- **Action item**:
Write out the listing below in full and exactly, leaving out every picture.

- **Supplied records**:
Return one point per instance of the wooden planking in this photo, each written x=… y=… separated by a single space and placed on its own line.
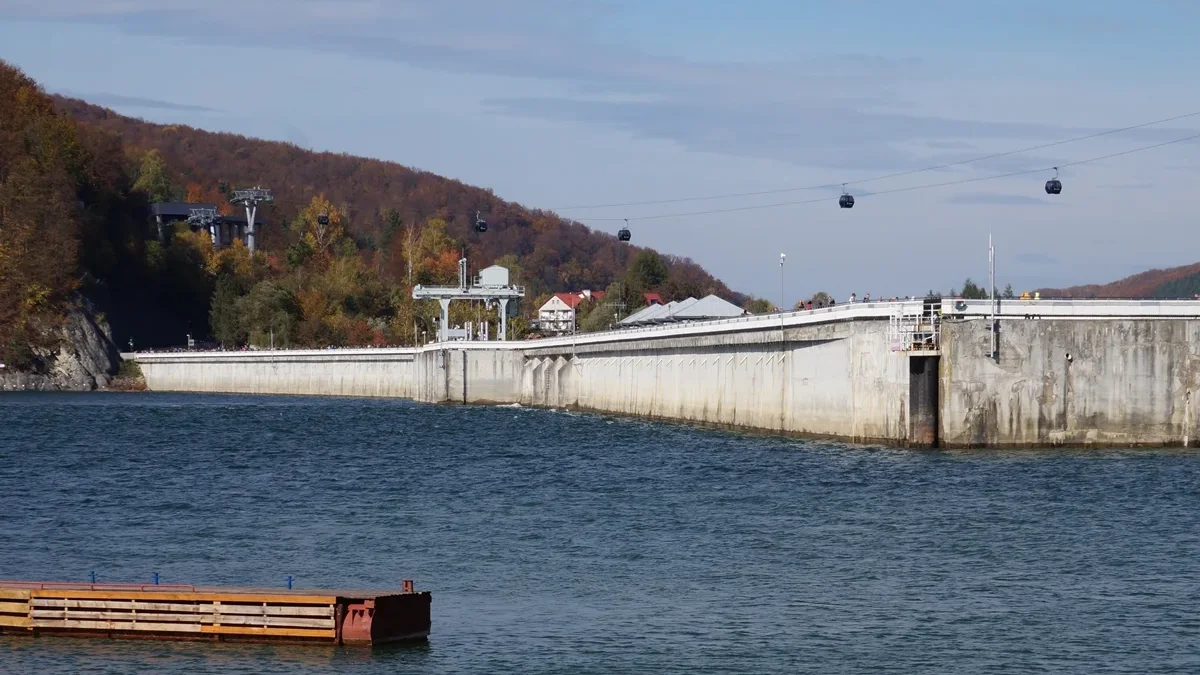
x=270 y=610
x=117 y=616
x=71 y=623
x=125 y=616
x=185 y=596
x=273 y=632
x=197 y=608
x=15 y=621
x=13 y=607
x=119 y=604
x=289 y=621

- **Your solution**:
Return one point per instance of the wooden planking in this photo, each written x=… y=… separated by a single space and placed on its own line.
x=270 y=610
x=117 y=616
x=71 y=623
x=125 y=616
x=185 y=596
x=273 y=632
x=197 y=608
x=15 y=621
x=13 y=607
x=119 y=604
x=289 y=621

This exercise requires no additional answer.